:: REQUIRED TASK 1 ::
Could you edit the entries running from the line containing "request | drop a dot on each instance of the green" through the line containing "[(638, 281)]" so that "tuple" becomes "pair", with nothing else changed? Return only those lines.

:: TEXT SHOWN ::

Illustration about the importance of learning your rent rights
May 10, 2018 Washington DC

Tenants in Washington, D.C. can push for better maintenance, fight rent increases, and work to resolve other building issues by forming a tenant organization with other residents. Under the Tenant Right to Organize Act , tenants can form an organization to protect their rights and improve their ability to negotiate with the landlord.

Tenant Associations

To form a tenant association, tenants can gauge interest among the other tenants who share the building or tenants who are renting properties from the same landlord in the neighborhood. The process of forming an association is relatively easy, according to the D.C. Tenant’s Advocacy Coalition, which offers help, information, and a step-by-step guide for forming associations in D.C. First steps include a vote to form the association and the election of officers. The coalition suggests that associations incorporate as a nonprofit, but it is not a requirement.

Association will establish a unified position prior to negotiating with a landlord and should have organizational bylaws to determine the rules for membership, elections, and decision-making.

:: REQUIRED TASK 2 ::
Would you keep writing the piece on D.C. tenant associations, picking up after its last sentence?

:: PROVIDED ENTRIES ::
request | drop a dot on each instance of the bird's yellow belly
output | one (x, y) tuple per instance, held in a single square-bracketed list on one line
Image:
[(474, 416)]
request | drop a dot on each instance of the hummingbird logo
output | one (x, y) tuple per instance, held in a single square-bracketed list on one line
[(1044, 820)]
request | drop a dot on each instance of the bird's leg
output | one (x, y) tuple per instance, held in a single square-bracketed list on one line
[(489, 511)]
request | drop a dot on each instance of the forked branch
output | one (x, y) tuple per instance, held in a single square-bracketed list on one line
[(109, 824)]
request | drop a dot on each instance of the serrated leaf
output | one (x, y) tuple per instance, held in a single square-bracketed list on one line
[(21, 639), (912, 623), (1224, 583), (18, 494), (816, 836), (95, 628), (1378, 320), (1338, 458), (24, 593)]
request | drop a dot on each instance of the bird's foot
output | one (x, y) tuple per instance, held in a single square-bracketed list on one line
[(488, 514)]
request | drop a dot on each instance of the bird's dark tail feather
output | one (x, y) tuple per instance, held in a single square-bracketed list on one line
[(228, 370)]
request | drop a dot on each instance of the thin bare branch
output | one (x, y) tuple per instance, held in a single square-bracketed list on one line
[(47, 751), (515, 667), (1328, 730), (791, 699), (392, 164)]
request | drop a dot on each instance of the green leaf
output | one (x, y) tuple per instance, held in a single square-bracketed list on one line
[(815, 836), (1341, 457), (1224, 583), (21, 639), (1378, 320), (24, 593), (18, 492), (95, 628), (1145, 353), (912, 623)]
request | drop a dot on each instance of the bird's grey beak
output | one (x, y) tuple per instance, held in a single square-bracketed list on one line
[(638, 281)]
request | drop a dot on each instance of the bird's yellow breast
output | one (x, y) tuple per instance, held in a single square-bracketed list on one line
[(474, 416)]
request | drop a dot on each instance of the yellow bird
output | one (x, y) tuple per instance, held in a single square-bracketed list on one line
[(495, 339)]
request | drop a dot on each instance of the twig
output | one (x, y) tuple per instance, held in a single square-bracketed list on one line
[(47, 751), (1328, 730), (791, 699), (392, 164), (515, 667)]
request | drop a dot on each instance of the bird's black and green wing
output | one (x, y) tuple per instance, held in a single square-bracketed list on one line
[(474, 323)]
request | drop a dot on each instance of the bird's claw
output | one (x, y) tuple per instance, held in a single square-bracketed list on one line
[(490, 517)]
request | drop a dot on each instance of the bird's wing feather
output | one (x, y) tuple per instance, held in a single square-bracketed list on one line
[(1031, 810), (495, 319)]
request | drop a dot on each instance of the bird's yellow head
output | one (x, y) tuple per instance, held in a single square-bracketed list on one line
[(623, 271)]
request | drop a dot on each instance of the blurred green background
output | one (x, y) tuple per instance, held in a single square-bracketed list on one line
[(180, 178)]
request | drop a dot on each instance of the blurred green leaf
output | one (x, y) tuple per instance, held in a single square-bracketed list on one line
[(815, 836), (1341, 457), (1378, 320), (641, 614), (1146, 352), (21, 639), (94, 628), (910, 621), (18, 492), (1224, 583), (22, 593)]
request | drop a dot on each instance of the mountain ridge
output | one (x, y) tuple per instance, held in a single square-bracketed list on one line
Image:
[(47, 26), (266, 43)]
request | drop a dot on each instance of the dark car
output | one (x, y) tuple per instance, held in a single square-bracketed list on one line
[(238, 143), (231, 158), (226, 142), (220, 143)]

:: REPLY 1 ::
request | drop a dot on each instance of the green leaf
output | one (x, y) pair per instance, held in a single square-bracketed list on one line
[(815, 836), (1341, 457), (1224, 583), (21, 639), (1378, 320), (24, 593), (18, 492), (95, 628), (1145, 353), (912, 623)]
request | drop a dot on each instance of the bird's grey beak
output | one (x, y) pair per instance, held in a single square-bracketed list on one line
[(638, 281)]

:: REPLY 2 ::
The Tenant Right to Organize Act

The Tenant Right to Organize (TRO) Act protects the right of tenants in the District of Columbia to organize into associations, requires landlords and their agents to acknowledge tenant groups, and mandates that the landlord considers an association’s requests.

In addition, the TRO Act gives tenants the right to participate in association activities in their own building. This includes the right to post information about tenant group meetings in public spaces, distribute literature regarding tenant issues, and hold association meetings. Tenants can also work with an organizer who is not affiliated with a landlord or a property manager to establish and run a tenant group.

The law also bars landlords from interfering with tenants seeking to form an association, meet, or plan to address an issue such as proposed rent increases.

Familiarity with the TRO can help landlords and tenants maintain positive (and legal) landlord-tenant relations.
For more information about the formation of tenant organizations in Washington D.C., you can look at the following links:

  1. D.C. Tenant Survival Guide
  2. D.C. Tenants Advocacy Coalition (TENAC)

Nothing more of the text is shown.